# [What is being asked]
Reproduce, line for line, the data from its beginning through the line containing "[[[2,20],[2,25],[8,30],[13,30],[15,28],[15,22],[10,17],[4,17]]]". Omit the pictures.
==== Task inputs
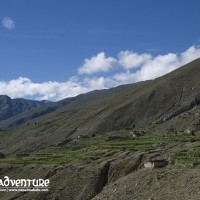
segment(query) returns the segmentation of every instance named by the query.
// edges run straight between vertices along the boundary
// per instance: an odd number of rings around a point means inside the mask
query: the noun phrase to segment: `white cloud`
[[[11,81],[0,81],[1,94],[12,98],[36,97],[36,99],[59,100],[89,91],[75,80],[66,82],[33,83],[30,79],[20,77]]]
[[[152,59],[151,54],[138,54],[132,51],[121,51],[118,55],[119,64],[125,69],[137,68]]]
[[[2,20],[2,25],[8,30],[13,30],[15,28],[15,22],[10,17],[4,17]]]
[[[135,54],[130,51],[126,52],[128,53],[124,53],[123,56]],[[168,53],[166,55],[157,55],[154,57],[148,54],[148,59],[143,55],[144,54],[137,54],[137,56],[140,57],[138,67],[136,67],[136,62],[134,60],[131,61],[131,59],[128,59],[130,63],[128,62],[129,64],[127,64],[127,66],[135,66],[134,69],[132,69],[132,67],[125,67],[125,65],[123,65],[121,66],[121,71],[118,71],[117,73],[113,72],[112,75],[110,75],[109,72],[109,75],[104,77],[74,76],[66,82],[49,81],[43,83],[34,83],[25,77],[19,77],[11,81],[0,81],[0,94],[7,94],[12,98],[23,97],[32,99],[60,100],[96,89],[110,88],[121,84],[154,79],[171,72],[196,58],[199,58],[200,47],[191,46],[185,52],[179,54]],[[101,59],[96,59],[97,57],[101,57]],[[141,58],[143,58],[144,61],[142,61]],[[126,60],[126,58],[124,59]],[[98,60],[100,63],[98,63]],[[118,57],[118,59],[109,59],[105,57],[104,53],[100,53],[97,56],[92,57],[90,60],[86,59],[86,63],[90,61],[95,63],[95,66],[100,66],[103,62],[111,62],[111,67],[109,66],[106,68],[109,70],[114,67],[114,63],[116,65],[121,63],[120,57]],[[87,69],[89,70],[89,68]],[[99,70],[99,68],[96,68],[96,72],[98,71],[97,69]],[[85,72],[89,73],[87,70]],[[90,72],[92,73],[92,71]]]
[[[79,74],[94,74],[98,72],[107,72],[112,69],[116,62],[115,58],[106,57],[104,52],[88,59],[86,58],[82,67],[79,68]]]

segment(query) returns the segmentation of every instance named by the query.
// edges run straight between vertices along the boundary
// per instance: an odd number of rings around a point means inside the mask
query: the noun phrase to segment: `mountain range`
[[[154,80],[58,102],[1,96],[0,175],[30,170],[53,188],[12,198],[198,199],[199,77],[197,59]]]

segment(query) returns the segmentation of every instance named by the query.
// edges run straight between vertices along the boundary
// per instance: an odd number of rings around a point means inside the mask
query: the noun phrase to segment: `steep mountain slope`
[[[50,102],[26,100],[21,98],[11,99],[6,95],[0,95],[0,121],[9,119],[22,112],[48,103]]]
[[[199,77],[200,59],[153,81],[93,91],[3,121],[10,128],[0,131],[0,177],[48,178],[50,190],[0,198],[198,200]],[[148,134],[133,137],[133,128]]]
[[[57,106],[56,111],[51,114],[42,116],[37,115],[36,110],[34,113],[28,112],[25,115],[27,119],[33,118],[30,116],[40,117],[15,129],[14,133],[11,131],[9,141],[6,137],[1,139],[1,147],[9,153],[33,151],[49,145],[67,144],[70,139],[80,135],[91,136],[94,133],[132,127],[164,131],[165,128],[160,127],[176,124],[178,116],[194,108],[198,109],[199,77],[200,59],[197,59],[153,81],[93,91],[63,100],[54,104]],[[20,117],[23,119],[24,115]],[[194,122],[198,120],[198,115],[191,115],[190,119]],[[187,129],[191,120],[187,121],[179,123],[177,130]],[[16,142],[17,145],[13,145]]]

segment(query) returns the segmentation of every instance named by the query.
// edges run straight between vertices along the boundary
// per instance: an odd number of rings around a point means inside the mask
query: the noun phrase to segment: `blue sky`
[[[0,94],[59,100],[163,75],[200,56],[199,8],[199,0],[0,0]]]

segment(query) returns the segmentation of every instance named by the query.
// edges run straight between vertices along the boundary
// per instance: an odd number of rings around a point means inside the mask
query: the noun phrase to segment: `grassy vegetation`
[[[200,134],[190,135],[146,135],[132,137],[129,131],[115,131],[104,135],[73,138],[66,146],[51,147],[34,152],[27,157],[7,157],[0,163],[11,164],[66,164],[78,161],[84,164],[113,157],[116,151],[148,152],[150,150],[168,149],[170,145],[200,141]],[[200,162],[200,148],[172,150],[172,163]]]

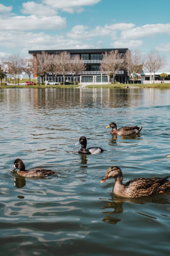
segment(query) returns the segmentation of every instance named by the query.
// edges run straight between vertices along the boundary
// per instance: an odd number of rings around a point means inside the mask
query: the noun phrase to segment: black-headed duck
[[[80,137],[79,141],[78,142],[76,143],[75,145],[78,145],[79,143],[82,145],[81,148],[79,150],[78,152],[78,153],[80,154],[94,154],[101,153],[103,151],[103,150],[99,147],[89,147],[86,149],[87,140],[86,137],[84,136],[82,136]]]
[[[117,130],[117,126],[115,123],[110,123],[106,128],[111,127],[112,128],[111,131],[111,134],[116,134],[120,136],[130,135],[132,134],[139,134],[143,126],[138,127],[137,125],[134,126],[124,126]]]
[[[107,170],[105,176],[100,181],[102,183],[111,177],[114,178],[115,183],[113,193],[117,196],[125,198],[135,198],[151,196],[155,193],[163,193],[170,189],[170,181],[163,177],[137,178],[122,184],[123,175],[120,169],[113,166]]]
[[[42,169],[41,168],[34,168],[26,170],[25,169],[25,165],[19,158],[17,158],[14,161],[14,167],[11,171],[14,171],[16,169],[19,169],[17,171],[17,174],[23,177],[47,176],[52,174],[58,174],[59,173],[51,170]]]

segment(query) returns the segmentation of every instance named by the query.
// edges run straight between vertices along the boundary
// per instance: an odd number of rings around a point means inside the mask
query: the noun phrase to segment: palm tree
[[[168,75],[166,73],[162,73],[162,74],[160,74],[160,76],[163,79],[163,83],[164,83],[165,79],[168,77]]]

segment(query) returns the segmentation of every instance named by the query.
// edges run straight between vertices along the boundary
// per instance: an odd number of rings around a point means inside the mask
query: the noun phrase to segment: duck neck
[[[115,194],[119,194],[120,190],[124,188],[124,185],[122,184],[123,177],[122,176],[117,176],[115,177],[115,184],[113,188],[113,192]]]
[[[87,146],[87,142],[85,142],[83,144],[82,144],[82,146],[81,148],[84,148],[84,149],[86,149],[86,146]]]

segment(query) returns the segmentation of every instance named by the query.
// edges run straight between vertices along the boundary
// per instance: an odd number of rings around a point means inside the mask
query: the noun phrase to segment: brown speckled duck
[[[106,128],[111,127],[112,128],[111,133],[111,134],[116,134],[120,136],[130,135],[133,134],[139,134],[140,131],[143,126],[138,127],[137,125],[134,126],[124,126],[117,130],[117,126],[115,123],[110,123]]]
[[[114,178],[115,181],[113,193],[117,196],[125,198],[136,198],[151,196],[155,193],[163,193],[170,189],[170,175],[162,177],[137,178],[122,184],[123,175],[120,169],[113,166],[107,170],[105,176],[100,181]]]
[[[35,177],[36,176],[47,176],[52,174],[58,174],[58,172],[50,170],[42,169],[41,168],[34,168],[28,171],[25,170],[25,165],[19,158],[14,161],[14,167],[11,171],[15,169],[19,169],[17,173],[23,177]]]

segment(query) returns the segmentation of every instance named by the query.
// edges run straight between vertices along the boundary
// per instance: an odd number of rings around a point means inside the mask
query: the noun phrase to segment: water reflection
[[[81,154],[80,156],[80,158],[81,159],[81,161],[80,163],[82,163],[83,165],[85,165],[87,162],[87,155],[86,154]],[[87,166],[81,166],[81,167],[82,168],[84,168],[85,167],[87,167]]]
[[[139,198],[121,198],[114,196],[112,198],[112,201],[110,200],[102,201],[102,203],[104,204],[105,205],[101,207],[100,209],[102,210],[108,209],[106,211],[101,212],[102,214],[105,214],[106,215],[102,221],[111,224],[116,224],[117,222],[121,221],[121,219],[115,218],[109,216],[108,215],[113,214],[119,214],[122,213],[123,211],[123,205],[128,202],[141,204],[145,204],[149,203],[160,204],[170,204],[169,197],[167,197],[168,194],[156,194],[152,196],[143,197]],[[157,218],[152,216],[145,214],[137,211],[135,211],[135,212],[149,218]],[[127,214],[128,214],[127,213]]]
[[[19,177],[14,174],[14,186],[18,188],[23,187],[26,185],[26,180],[24,177]]]
[[[161,100],[160,90],[147,89],[88,89],[47,88],[27,88],[23,90],[16,88],[1,89],[0,102],[10,105],[11,101],[19,102],[23,106],[27,102],[34,109],[44,109],[47,108],[55,109],[87,107],[117,108],[145,107],[154,104]],[[149,92],[149,93],[148,93]],[[162,91],[164,94],[164,91]],[[87,98],[88,98],[88,100]],[[165,104],[169,104],[168,98]],[[144,101],[144,102],[143,102]]]

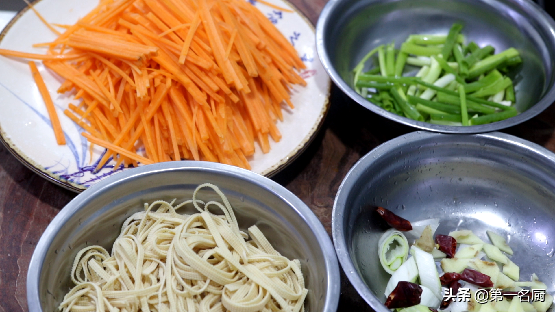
========
# [Response]
segment(query) returns the segmentation of every instance named by the query.
// edges run straight between vertices along the boundary
// per instance: an odd number of rings around a point means inside the mask
query: the noun phrase to segment: `white cloud`
[[[11,81],[0,81],[1,94],[12,98],[36,97],[36,99],[59,100],[89,91],[75,80],[66,82],[33,83],[30,79],[20,77]]]
[[[152,59],[151,54],[138,54],[132,51],[121,51],[118,55],[119,64],[125,69],[137,68]]]
[[[2,20],[2,25],[8,30],[13,30],[15,28],[15,22],[10,17],[4,17]]]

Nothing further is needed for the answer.